TASK ITEM:
Decide whether each statement below agrees with the text about Unitarian Universalist faith. Answer yes or no for each, and quote the words from the text that settle it. 1. The writer's mother belongs to the African Methodist Episcopal Church. 2. The writer's grandparents were all Methodist. 3. The writer's father was Baptist.

SELECTED TEXT:
########################################

As a Unitarian Universalist, I dream big. I think big. As an example, consider the following:


If I were to wave a magic wand, I'd create a world where all people could live out thier faith commitments with freedom and joy. We'd live in communities not only of like-minded people, but of people with diverse ideas, spiritual practices, and in pursuit of universal values and principles that allow people to thrive and reach their full potential. Humanists would live side-by-side with theists, Buddhists with Taoists, Christians with non-believers, and on and on. I'd create a community using the UU Principles and Purposes not just ideals, but as a true reality.


As your parish minister, my goal would be to inspire you to cast your vision of the beloved community that you wish to create. I'd want to partner with you to discover how we could bring our visions together. Then, we'd conspire to plan and determine the action steps to make the magic come alive.


Yet, I realize that life is complicated. Plans don't always unfold as we hope for or expect. That is when opportunity often knocks on the door. Such opportunities led me to our shared Unitarian Universalist faith.



My religious heritage is mixed. My father (deceased) was atheist/humanist. My mother, 94, is a devout Christian in the African Methodist Episcopal Church. My grandparents were all Baptist.

########################################

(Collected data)
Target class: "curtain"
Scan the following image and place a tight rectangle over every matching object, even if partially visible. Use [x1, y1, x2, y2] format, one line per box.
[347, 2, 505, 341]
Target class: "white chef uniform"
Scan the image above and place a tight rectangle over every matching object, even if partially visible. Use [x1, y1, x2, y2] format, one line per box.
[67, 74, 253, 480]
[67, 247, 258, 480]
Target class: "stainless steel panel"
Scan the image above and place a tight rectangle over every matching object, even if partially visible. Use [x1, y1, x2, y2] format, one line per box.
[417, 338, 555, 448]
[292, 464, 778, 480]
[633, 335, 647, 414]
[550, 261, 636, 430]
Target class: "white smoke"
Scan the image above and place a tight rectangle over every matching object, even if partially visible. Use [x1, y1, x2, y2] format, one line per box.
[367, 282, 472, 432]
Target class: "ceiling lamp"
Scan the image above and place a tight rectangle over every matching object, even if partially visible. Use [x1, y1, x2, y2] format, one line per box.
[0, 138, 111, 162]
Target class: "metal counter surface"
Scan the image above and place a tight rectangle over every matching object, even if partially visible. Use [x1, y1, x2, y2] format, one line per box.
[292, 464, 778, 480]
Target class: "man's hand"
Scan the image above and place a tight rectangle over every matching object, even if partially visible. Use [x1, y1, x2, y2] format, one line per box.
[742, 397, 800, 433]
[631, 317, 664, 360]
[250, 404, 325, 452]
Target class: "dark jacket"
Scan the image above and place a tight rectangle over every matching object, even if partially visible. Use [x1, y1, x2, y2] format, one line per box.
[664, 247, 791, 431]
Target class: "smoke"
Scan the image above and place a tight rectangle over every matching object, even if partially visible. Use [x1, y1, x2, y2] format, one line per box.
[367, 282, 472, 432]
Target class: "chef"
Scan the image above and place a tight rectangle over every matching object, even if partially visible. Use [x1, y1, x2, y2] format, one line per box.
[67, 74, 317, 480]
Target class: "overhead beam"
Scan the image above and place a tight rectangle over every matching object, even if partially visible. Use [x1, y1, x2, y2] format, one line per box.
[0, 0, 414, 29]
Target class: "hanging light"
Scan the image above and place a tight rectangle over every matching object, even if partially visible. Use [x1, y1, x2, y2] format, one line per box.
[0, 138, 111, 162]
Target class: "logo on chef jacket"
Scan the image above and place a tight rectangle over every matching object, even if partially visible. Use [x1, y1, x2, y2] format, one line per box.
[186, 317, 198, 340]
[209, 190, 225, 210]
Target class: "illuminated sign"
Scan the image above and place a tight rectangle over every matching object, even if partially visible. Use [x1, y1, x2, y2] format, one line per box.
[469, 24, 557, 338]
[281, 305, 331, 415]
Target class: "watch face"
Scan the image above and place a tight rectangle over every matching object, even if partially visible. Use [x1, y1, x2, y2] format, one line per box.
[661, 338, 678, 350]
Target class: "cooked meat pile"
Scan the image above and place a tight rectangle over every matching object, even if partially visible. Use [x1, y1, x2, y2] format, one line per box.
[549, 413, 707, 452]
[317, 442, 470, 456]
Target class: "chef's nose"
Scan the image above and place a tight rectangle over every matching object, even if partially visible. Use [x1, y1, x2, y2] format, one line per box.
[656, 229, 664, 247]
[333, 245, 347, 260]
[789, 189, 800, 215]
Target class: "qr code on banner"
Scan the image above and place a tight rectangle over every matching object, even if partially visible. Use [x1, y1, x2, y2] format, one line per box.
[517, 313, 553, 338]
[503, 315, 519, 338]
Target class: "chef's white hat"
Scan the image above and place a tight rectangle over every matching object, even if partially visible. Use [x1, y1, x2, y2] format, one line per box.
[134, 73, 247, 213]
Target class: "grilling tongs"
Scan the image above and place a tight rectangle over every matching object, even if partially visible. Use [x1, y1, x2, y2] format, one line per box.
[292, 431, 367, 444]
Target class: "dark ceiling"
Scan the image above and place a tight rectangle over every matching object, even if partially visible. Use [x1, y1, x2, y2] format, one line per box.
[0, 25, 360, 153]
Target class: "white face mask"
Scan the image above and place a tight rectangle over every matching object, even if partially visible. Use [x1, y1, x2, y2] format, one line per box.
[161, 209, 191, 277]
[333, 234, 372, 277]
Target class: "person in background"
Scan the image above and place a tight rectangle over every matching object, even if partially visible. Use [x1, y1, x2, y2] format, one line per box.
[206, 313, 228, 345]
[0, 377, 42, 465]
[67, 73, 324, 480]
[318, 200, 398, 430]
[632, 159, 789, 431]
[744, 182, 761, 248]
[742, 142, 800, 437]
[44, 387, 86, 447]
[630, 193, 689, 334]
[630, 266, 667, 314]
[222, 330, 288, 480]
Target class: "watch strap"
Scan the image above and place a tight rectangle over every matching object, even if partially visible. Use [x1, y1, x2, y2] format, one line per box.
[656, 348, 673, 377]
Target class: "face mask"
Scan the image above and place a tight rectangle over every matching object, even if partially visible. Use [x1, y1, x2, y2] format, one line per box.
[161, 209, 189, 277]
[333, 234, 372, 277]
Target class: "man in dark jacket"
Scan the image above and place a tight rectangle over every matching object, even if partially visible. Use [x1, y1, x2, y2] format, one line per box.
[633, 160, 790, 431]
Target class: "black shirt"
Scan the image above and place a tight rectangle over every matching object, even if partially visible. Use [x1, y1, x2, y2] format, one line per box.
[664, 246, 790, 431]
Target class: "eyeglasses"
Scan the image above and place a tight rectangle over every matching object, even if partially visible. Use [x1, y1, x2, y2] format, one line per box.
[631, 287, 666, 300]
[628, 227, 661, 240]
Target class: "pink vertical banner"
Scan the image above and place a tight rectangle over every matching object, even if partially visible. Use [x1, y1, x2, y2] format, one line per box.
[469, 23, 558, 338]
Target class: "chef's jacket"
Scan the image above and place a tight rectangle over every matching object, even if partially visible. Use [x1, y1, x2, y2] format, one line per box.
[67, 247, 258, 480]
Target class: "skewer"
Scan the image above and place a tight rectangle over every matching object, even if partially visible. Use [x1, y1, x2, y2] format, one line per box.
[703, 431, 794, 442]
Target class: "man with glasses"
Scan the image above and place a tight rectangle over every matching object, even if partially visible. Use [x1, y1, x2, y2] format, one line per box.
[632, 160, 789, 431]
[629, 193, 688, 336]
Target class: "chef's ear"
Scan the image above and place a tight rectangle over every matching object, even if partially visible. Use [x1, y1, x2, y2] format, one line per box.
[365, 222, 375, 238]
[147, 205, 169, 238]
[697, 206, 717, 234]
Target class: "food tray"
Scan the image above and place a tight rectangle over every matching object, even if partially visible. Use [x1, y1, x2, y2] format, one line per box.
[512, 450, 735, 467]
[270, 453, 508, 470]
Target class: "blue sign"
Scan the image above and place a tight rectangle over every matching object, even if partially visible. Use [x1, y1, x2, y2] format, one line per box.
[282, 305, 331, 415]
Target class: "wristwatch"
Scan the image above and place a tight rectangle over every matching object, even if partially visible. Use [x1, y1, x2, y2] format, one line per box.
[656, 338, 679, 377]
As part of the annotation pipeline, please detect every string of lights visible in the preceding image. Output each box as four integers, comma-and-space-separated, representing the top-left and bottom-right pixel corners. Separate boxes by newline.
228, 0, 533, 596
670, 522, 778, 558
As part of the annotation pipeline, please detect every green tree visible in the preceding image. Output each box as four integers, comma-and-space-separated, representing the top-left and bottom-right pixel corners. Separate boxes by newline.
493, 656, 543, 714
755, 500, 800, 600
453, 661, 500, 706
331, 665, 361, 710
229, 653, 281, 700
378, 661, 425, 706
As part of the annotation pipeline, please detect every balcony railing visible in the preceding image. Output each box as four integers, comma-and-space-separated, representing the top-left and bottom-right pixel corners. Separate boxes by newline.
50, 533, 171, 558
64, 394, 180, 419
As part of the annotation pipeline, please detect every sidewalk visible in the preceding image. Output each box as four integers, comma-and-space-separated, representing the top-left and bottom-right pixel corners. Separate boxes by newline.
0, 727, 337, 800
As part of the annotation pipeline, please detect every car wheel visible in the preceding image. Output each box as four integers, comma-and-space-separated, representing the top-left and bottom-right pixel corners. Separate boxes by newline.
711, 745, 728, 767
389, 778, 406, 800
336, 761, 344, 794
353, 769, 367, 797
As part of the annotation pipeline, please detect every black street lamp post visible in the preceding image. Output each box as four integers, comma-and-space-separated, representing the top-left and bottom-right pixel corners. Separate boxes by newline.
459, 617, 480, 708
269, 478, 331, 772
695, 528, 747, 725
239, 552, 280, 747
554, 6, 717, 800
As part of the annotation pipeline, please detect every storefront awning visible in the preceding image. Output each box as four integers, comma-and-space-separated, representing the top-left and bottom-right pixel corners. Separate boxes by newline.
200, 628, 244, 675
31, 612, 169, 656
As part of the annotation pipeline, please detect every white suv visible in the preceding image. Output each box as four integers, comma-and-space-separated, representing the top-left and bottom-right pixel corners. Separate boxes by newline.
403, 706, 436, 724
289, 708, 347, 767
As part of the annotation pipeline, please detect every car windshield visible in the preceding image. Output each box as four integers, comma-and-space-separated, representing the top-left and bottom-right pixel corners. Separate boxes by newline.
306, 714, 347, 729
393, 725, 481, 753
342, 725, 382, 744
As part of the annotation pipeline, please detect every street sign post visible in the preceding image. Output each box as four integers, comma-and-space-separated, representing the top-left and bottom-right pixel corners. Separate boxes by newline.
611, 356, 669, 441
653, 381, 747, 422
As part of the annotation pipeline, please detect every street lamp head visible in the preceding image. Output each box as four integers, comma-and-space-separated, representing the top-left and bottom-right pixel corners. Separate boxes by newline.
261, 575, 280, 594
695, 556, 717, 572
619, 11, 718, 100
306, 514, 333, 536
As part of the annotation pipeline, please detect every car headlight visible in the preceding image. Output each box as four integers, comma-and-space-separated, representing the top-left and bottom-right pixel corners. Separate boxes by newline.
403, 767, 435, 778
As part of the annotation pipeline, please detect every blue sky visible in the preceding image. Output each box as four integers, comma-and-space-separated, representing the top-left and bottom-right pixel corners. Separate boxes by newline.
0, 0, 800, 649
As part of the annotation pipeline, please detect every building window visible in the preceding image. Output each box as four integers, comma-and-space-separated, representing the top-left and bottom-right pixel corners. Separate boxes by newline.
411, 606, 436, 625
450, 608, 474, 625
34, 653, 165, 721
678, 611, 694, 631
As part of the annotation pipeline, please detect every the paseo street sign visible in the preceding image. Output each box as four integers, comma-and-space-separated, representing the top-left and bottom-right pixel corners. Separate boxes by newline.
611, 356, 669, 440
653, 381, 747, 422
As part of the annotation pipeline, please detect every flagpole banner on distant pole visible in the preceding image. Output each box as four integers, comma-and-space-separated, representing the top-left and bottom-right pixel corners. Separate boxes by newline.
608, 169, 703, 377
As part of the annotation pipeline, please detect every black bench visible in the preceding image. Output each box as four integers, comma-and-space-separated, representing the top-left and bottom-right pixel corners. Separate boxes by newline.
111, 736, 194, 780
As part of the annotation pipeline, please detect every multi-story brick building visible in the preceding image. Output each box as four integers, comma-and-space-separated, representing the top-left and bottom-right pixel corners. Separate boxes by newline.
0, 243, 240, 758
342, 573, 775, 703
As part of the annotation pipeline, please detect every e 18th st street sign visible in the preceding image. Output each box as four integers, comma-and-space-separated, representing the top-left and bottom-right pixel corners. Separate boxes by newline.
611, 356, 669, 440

########################################

REPLY:
1. Yes: "My mother, 94, is a devout Christian in the African Methodist Episcopal Church."
2. No: "My grandparents were all Baptist."
3. No: "My father (deceased) was atheist/humanist."